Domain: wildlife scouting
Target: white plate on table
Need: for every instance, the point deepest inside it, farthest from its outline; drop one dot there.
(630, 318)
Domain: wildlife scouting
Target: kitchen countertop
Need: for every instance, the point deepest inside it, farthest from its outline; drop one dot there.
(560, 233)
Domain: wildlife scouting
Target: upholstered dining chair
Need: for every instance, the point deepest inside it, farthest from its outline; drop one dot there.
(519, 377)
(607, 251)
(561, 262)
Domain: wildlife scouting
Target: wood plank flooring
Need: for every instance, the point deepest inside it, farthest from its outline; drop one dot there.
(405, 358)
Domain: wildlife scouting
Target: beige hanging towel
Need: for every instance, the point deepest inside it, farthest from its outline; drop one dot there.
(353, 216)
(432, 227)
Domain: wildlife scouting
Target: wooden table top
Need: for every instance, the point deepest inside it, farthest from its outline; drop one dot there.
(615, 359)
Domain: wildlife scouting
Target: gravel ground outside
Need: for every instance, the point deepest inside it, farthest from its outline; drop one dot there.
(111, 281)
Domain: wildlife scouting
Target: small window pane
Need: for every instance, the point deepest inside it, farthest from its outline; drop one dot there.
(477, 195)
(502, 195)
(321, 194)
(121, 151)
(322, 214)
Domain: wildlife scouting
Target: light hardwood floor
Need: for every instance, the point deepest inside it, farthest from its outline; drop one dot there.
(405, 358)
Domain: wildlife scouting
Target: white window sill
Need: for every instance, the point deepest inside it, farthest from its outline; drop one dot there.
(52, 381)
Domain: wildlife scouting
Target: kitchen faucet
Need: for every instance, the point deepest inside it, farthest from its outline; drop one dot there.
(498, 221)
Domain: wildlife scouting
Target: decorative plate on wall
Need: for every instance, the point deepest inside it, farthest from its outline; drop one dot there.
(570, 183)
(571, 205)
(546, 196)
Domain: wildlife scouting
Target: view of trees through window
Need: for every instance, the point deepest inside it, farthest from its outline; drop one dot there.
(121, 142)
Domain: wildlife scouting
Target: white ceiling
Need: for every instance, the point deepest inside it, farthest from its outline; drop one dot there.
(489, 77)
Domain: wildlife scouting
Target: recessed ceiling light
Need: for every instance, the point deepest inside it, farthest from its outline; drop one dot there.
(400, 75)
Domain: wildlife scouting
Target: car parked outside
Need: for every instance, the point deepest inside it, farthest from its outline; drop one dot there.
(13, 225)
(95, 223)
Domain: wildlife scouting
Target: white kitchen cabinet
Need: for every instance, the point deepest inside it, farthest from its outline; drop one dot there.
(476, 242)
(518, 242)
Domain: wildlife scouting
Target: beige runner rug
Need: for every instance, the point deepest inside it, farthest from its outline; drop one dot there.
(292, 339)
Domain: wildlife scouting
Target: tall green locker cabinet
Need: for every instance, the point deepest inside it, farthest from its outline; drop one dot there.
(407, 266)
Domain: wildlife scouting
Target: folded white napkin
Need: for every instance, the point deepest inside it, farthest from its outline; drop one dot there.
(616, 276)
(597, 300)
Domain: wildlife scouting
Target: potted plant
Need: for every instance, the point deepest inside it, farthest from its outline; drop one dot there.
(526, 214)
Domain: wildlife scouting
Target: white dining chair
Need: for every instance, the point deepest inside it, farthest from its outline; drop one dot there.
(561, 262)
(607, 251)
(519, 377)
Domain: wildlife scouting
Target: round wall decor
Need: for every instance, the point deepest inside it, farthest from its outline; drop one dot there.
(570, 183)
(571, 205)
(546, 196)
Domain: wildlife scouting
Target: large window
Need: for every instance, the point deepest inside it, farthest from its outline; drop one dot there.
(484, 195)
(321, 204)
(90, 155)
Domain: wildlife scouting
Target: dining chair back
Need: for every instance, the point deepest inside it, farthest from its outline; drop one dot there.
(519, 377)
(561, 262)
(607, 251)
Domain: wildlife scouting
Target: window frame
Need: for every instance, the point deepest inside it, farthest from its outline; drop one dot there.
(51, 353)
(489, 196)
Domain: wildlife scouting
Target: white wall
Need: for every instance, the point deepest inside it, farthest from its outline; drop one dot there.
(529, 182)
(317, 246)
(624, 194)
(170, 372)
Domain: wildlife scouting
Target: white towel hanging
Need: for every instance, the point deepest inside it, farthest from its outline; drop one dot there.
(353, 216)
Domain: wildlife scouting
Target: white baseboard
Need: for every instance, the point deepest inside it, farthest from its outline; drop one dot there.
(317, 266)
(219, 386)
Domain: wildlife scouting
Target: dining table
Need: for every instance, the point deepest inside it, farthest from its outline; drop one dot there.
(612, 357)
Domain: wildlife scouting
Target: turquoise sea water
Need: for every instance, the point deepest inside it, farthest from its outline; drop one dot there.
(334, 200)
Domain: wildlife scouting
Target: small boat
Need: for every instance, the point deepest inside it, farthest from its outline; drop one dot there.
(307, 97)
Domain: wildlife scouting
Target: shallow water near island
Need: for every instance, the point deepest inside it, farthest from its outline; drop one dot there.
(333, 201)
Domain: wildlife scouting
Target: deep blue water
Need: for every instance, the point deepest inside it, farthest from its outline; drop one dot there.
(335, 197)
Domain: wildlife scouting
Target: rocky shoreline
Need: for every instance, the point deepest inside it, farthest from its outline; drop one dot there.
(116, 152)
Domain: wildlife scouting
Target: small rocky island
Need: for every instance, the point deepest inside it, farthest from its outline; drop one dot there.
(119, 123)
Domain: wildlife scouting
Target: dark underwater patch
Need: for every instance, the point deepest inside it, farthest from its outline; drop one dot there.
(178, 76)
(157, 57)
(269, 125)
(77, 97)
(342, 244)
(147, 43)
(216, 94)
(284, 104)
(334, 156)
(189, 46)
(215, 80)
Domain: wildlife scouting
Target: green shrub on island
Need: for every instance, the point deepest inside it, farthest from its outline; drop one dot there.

++++++++++

**Exercise requirements:**
Please repeat the listing exactly, with nothing left out.

**Answer to the task:**
Domain: wildlife scouting
Target: white plate on table
Need: for every instance, the point deepest inside it, farthest from its outline; drop one dot there.
(630, 318)
Domain: wildlife scouting
Target: kitchen countertop
Need: for every instance, the point deepest inside it, farthest from its outline; drop one dot there.
(560, 233)
Domain: wildlife scouting
Target: upholstered dining chair
Need: for every instance, the point deepest inside it, farthest from its outline; drop one dot there.
(519, 377)
(607, 251)
(561, 262)
Domain: wildlife scouting
Target: wood plank flooring
Need: for every instance, the point deepest inside it, farthest from its outline; drop one dot there.
(405, 358)
Domain: wildlife scouting
Target: beige hanging towel
Need: for every instance, the point deepest inside it, farthest from its outline; drop one dot there.
(353, 216)
(432, 227)
Domain: wildlife scouting
Target: wooden table top
Need: for every instance, the point deepest inside it, farthest from its outline; drop one dot there.
(615, 359)
Domain: wildlife scouting
Target: gravel ground outside
Need: for every instance, the point deepest inside it, farthest from its outline; drop one dot there.
(111, 281)
Domain: wildlife scouting
Target: small window pane
Need: for every instance, the point deepest inside it, farthest from its outline; drop one dot there.
(477, 195)
(502, 195)
(321, 194)
(121, 151)
(322, 214)
Domain: wildlife scouting
Target: light hardwood floor
Need: for every instance, the point deepest inside it, farthest from its outline; drop one dot there.
(405, 358)
Domain: wildlife scouting
Target: white window sill
Need: for every instance, the point deepest inside it, farthest from its outline; drop one dot there.
(52, 381)
Domain: wildlife scouting
Target: kitchen faucet
Need: for every instance, the point deepest inside it, farthest from its outline; drop one dot there.
(498, 221)
Domain: wildlife scouting
Target: decorative plate on wall
Need: for every instance, the point deepest inside it, farthest from its outline; drop one dot there.
(570, 183)
(571, 205)
(546, 196)
Domain: wildlife scouting
Target: view of trees through window
Need: for every instance, the point deepest inside it, farthest from its outline; drop one dot there.
(121, 142)
Domain: wildlife scouting
Target: white ceiling
Need: for every instance, the point deepest inside it, farthest from its outline; drop one dot there.
(489, 77)
Domain: wildlife scouting
Target: recessed ceiling light
Need: for every instance, the point deepest inside it, farthest from its outline; drop one dot there.
(400, 75)
Domain: wildlife scouting
Target: car parked outside
Need: for every instance, the point deepest inside it, farthest from its outline; drop one dot there.
(13, 225)
(95, 223)
Domain: wildlife scouting
Target: white kitchen cabinet
Need: for every instance, the point deepest inside it, farthest from its outline; drop one dot there.
(476, 242)
(518, 242)
Domain: wildlife scouting
Target: beige runner rug
Need: for every instance, the point deepest inside it, farthest from its outline; drop one dot there.
(292, 339)
Domain: wildlife scouting
Target: tall green locker cabinet
Need: for every instance, the point deepest inside it, farthest from its outline; drop one dot there.
(407, 266)
Domain: wildlife scouting
Target: folded white napkin
Need: for every instance, the point deepest inside it, farthest from its outline; drop one dot there.
(616, 276)
(597, 300)
Domain: wildlife scouting
Target: potted plant
Need: for every instance, the point deepest inside it, farthest from its outline; drop one dot there.
(526, 214)
Domain: wildlife scouting
Target: white dining chair
Need: for every instance, the point deepest inside it, farthest from its outline; drop one dot there.
(561, 262)
(607, 251)
(519, 377)
Domain: wildlife scouting
Target: round wall decor
Need: for every instance, the point deepest inside it, farthest from its outline; drop one dot there.
(570, 183)
(571, 205)
(546, 196)
Domain: wildlife scouting
Target: large window
Need: for every instance, the point deepest inside it, farthest from its outline; drop one dot there.
(484, 195)
(321, 204)
(90, 155)
Domain: wildlife scouting
Target: dining chair back
Need: for every instance, the point deepest inside it, farthest from its outline; drop one dot there.
(519, 377)
(561, 262)
(607, 251)
Domain: wildlife scouting
Target: window frame
Need: for every instance, the point deepest inside it, farthest from its outline; drop one dot there.
(51, 353)
(489, 196)
Domain: wildlife scouting
Target: white wall
Need: for every instance, the point deepest inside it, farthest from its outline; drop one dot there.
(529, 182)
(317, 246)
(624, 194)
(170, 372)
Domain: wildlife scouting
Target: white towel hanging
Need: for every instance, the point deepest inside it, farthest from its outline; drop one dot there.
(353, 216)
Domain: wildlife scouting
Target: white baseboard
Need: for every instance, the point deepest inside it, farthest from its outline; drop one dot there.
(317, 266)
(219, 386)
Domain: wildlife scouting
Target: dining table
Need: for every instance, the point deepest inside it, farthest from its outline; drop one dot there.
(612, 357)
Domain: wildlife scouting
Target: turquoise sea water
Need: for every instance, the point deepest inside it, farthest from its outline; drop one dot there.
(334, 200)
Domain: wildlife scouting
Target: small boat
Need: for every instance, the point deepest inside it, farthest from its outline; drop one dot there.
(307, 97)
Domain: wildlife scouting
Target: shallow water near island
Need: for every instance, the point deepest inside it, farthest from its outline; drop one dot there.
(333, 201)
Domain: wildlife scouting
Target: deep blue water
Need: for every instance, the point deepest inside it, farthest from its outline; drop one dot there.
(335, 197)
Domain: wildlife scouting
Target: rocky shoreline
Need: for every instance, the point deepest inside it, farthest from its outline; drop one dot there.
(116, 152)
Domain: wildlife scouting
Target: small rocky island
Need: for every instance, the point deepest inside it, farthest from its outline; drop one dot there.
(119, 123)
Domain: wildlife scouting
Target: dark underwater patch
Need: for every instance, the point deepest inside it, farthest from its outline; drop one dot there.
(178, 76)
(157, 57)
(269, 125)
(77, 97)
(342, 244)
(147, 43)
(216, 94)
(284, 104)
(334, 156)
(189, 46)
(215, 80)
Domain: wildlife scouting
Target: green shrub on island
Need: for every instance, the point deepest inside it, farthest from its outline; drop one dot there.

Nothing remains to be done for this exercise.